#### DOCUMENT EXCERPT
BEGIN
Calculus of wrapped compartments.

The calculus of wrapped compartments (cwc) [14] is also based on the notion of a compartment. cwc has no explicit structure modelling a spatial geometry; nonetheless, Bioglio et al. argue that the compartment labeling feature can be exploited to model various examples of spatial interactions in a natural way [14].

To model 2D-space, cwc allows to label a compartment as a 2D-coordinate, denoted by a tuple of integers (row,column), thus they can define a two-dimensional grid [14]. Modelling the space as a two-dimensional grid, this calculus was used to analyze the growth model for arbuscular mychorrizal fungi [14]. Biochemical transformations are described via a set of stochastic reduction rules which characterize the behavior of the represented system. Stochastic simulation can be defined along the lines of Gillespie’s simulation. Bioglio et al. performed simulations of the growth model using the surface language (a language they developed) [14].

Spatial pi-calculus.
END
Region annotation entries
BEGIN
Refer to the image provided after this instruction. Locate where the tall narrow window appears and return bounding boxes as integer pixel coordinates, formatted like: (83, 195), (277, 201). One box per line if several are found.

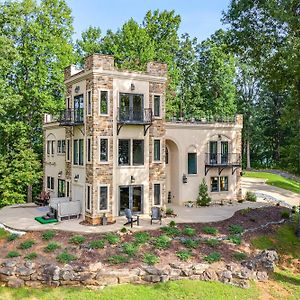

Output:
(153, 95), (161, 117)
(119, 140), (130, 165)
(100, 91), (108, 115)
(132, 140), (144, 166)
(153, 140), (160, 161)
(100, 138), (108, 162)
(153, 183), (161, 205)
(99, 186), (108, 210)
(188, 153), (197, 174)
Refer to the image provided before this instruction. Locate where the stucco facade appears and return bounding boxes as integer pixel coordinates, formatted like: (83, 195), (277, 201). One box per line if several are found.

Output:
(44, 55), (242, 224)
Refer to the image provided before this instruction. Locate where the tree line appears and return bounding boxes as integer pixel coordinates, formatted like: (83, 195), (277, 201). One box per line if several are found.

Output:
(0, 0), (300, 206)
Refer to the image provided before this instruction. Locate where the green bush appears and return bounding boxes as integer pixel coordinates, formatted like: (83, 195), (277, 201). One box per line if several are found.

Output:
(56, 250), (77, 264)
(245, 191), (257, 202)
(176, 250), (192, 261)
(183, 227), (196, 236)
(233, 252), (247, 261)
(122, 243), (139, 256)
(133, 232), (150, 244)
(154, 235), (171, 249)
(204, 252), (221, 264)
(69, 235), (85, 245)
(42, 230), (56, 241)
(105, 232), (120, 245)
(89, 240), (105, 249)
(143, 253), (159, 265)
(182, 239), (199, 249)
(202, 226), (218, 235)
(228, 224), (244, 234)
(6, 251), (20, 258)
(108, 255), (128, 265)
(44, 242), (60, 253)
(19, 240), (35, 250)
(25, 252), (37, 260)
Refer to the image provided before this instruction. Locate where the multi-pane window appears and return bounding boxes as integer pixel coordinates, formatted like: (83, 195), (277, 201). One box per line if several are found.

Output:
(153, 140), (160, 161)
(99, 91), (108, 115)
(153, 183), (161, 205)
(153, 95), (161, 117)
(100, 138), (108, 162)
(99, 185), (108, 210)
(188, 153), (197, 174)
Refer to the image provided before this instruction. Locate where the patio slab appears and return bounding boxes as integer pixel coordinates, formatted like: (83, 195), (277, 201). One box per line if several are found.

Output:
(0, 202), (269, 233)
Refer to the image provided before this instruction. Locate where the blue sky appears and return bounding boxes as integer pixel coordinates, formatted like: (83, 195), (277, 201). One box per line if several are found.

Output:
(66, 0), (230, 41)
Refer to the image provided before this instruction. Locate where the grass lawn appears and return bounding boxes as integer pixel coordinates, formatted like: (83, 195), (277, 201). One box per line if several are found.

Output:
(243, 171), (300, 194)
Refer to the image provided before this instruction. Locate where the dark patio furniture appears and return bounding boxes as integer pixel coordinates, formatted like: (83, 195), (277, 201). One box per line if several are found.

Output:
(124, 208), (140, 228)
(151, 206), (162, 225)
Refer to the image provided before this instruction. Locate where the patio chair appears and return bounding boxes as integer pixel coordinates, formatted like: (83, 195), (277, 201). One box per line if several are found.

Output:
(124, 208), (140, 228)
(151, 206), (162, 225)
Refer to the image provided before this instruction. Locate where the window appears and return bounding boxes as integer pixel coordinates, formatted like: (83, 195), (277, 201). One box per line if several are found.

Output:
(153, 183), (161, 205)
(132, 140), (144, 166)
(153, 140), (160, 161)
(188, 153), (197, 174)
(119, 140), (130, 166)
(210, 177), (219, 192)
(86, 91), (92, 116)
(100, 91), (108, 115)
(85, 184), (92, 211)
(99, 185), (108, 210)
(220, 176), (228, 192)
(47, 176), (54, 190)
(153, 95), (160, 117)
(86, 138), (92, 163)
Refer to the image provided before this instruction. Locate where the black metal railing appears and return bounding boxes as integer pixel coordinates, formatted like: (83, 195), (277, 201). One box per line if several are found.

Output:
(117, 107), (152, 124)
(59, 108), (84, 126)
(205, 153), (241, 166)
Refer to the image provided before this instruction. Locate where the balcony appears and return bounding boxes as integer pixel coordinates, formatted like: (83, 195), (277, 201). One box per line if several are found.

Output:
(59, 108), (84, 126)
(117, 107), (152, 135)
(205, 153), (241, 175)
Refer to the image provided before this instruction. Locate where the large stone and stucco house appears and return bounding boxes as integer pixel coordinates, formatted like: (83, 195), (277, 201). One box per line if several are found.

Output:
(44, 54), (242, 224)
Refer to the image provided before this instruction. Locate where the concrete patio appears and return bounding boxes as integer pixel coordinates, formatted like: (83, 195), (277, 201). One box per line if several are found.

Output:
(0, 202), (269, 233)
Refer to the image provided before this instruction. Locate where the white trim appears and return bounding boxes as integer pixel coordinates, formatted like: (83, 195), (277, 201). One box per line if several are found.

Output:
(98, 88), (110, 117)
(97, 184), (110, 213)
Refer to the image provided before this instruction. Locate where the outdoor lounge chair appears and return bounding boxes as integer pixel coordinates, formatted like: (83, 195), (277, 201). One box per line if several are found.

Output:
END
BEGIN
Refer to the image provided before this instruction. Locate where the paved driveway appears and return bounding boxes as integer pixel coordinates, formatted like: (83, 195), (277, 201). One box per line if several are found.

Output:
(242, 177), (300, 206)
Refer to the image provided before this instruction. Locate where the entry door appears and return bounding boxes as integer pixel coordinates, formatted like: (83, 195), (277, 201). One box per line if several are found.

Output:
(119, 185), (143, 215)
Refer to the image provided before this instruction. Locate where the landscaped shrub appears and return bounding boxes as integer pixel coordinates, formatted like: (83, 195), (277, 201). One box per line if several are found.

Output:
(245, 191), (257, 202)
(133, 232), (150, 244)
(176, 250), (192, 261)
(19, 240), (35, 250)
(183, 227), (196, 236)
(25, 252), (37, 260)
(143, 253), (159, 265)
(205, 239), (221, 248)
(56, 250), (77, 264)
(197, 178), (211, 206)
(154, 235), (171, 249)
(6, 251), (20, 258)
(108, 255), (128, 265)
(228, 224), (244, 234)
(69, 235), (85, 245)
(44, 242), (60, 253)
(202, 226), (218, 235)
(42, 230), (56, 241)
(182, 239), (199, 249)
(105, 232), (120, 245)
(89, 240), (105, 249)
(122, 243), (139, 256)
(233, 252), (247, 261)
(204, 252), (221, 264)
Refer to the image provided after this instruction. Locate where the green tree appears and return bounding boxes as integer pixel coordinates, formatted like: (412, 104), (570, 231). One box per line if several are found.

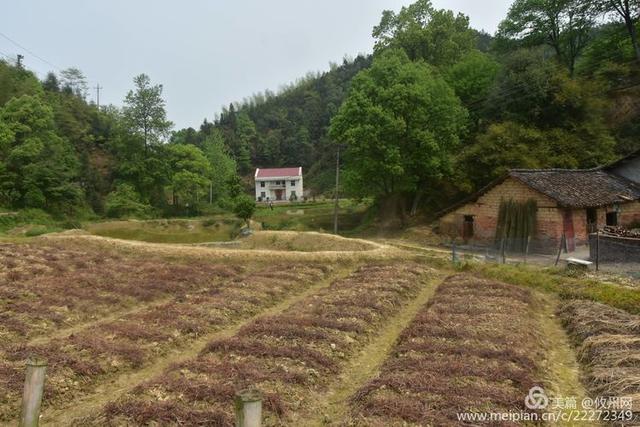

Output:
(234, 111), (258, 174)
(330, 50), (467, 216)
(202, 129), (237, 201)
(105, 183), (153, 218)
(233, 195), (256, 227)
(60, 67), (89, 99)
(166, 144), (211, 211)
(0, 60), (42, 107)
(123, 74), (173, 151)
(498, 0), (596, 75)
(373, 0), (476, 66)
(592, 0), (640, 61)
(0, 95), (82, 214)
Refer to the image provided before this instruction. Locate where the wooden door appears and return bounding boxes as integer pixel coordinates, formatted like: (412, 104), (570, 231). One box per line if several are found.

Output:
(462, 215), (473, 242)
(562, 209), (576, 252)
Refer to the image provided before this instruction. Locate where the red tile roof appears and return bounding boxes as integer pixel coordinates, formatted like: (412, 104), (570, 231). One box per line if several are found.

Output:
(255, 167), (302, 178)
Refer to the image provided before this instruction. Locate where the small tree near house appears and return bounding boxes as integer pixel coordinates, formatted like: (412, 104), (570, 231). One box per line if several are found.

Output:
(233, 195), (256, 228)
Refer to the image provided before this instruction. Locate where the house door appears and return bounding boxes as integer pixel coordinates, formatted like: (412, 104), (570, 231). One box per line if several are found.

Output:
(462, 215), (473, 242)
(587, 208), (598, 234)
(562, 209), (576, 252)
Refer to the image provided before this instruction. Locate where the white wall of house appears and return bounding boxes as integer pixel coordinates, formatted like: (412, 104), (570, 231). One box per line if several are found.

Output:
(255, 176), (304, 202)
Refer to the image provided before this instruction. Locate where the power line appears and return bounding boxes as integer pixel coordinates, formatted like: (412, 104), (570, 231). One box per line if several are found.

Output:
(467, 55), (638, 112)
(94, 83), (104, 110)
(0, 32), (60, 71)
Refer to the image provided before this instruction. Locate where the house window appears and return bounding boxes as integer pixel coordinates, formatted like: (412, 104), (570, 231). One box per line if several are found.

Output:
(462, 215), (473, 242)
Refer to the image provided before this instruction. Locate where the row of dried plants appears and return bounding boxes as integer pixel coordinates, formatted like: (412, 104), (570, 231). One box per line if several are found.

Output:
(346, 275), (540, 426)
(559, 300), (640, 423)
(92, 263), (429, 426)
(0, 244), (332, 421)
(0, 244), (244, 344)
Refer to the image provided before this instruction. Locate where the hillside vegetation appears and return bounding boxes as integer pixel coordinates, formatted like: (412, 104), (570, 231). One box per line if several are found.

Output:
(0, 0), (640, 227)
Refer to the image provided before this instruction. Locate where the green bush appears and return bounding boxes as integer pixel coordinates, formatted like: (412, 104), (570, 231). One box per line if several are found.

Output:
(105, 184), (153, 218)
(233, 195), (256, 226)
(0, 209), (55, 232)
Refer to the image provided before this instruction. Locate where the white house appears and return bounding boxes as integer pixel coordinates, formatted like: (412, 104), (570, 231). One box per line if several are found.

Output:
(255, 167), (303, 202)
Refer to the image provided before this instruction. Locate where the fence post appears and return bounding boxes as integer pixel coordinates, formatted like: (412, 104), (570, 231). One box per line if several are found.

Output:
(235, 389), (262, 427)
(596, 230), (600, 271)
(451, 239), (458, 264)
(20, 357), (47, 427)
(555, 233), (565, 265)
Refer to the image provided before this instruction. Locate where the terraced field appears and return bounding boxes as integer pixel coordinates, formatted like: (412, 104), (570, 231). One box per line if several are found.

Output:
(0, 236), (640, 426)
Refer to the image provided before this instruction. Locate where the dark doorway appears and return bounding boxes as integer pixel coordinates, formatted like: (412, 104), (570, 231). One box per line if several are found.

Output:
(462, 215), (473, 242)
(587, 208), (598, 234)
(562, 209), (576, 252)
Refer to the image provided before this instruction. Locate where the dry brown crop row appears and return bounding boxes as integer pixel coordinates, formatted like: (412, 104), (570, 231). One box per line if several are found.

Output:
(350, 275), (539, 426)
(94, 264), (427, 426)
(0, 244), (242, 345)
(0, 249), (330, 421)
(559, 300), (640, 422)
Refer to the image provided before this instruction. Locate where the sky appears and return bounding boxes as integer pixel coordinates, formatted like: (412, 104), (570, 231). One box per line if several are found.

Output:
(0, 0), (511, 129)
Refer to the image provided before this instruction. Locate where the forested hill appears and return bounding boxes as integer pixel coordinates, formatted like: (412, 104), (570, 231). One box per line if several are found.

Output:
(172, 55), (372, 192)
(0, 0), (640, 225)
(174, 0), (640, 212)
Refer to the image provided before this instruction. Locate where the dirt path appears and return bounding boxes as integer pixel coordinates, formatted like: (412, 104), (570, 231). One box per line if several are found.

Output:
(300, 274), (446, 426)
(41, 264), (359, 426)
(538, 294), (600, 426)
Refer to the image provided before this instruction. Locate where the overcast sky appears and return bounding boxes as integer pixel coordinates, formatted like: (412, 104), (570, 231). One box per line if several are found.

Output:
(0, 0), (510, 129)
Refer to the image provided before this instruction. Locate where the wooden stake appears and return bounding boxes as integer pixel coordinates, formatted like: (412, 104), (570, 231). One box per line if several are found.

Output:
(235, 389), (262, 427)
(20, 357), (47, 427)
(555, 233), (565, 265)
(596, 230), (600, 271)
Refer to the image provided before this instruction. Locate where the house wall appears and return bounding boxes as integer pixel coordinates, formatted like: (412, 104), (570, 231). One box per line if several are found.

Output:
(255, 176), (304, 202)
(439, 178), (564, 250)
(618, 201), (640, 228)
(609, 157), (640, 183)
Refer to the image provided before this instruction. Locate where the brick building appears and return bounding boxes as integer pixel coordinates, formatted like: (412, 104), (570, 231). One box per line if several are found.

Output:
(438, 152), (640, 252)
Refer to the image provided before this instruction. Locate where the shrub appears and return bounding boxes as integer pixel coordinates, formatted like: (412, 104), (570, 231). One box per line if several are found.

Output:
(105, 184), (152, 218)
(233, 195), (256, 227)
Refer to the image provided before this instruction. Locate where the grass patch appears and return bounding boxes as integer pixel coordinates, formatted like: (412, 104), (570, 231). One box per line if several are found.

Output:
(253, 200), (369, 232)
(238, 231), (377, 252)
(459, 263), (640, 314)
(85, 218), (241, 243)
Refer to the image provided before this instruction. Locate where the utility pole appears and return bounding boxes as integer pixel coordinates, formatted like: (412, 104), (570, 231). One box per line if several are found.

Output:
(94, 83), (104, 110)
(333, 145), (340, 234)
END
#### EXERCISES
A) For each statement below, say yes or no based on the passage on the calculus of wrapped compartments, and quote the words of the passage that decide it.
(i) cwc has an explicit structure for modelling a spatial geometry.
(ii) In cwc, a compartment can be labeled as a 2D-coordinate given by a tuple of integers.
(iii) Bioglio et al. ran their simulations of the growth model in a language built by someone else.
B) Answer these questions from the passage on the calculus of wrapped compartments.
(i) What notion is cwc based on?
(ii) How are biochemical transformations described?
(iii) Whose simulation can stochastic simulation follow the lines of?
C) Reproduce the passage on the calculus of wrapped compartments from "To model 2D-space, cwc" up to and including "Spatial pi-calculus.".

#### RESULTS OF THE TASKS
A)
(i) No: "cwc has no explicit structure modelling a spatial geometry"
(ii) Yes: "cwc allows to label a compartment as a 2D-coordinate, denoted by a tuple of integers (row,column)"
(iii) No: "using the surface language (a language they developed)"

B)
(i) The notion of a compartment.
(ii) Through a set of stochastic reduction rules that characterize the behavior of the represented system.
(iii) Gillespie's.

C)
To model 2D-space, cwc allows to label a compartment as a 2D-coordinate, denoted by a tuple of integers (row,column), thus they can define a two-dimensional grid [14]. Modelling the space as a two-dimensional grid, this calculus was used to analyze the growth model for arbuscular mychorrizal fungi [14]. Biochemical transformations are described via a set of stochastic reduction rules which characterize the behavior of the represented system. Stochastic simulation can be defined along the lines of Gillespie’s simulation. Bioglio et al. performed simulations of the growth model using the surface language (a language they developed) [14].

Spatial pi-calculus.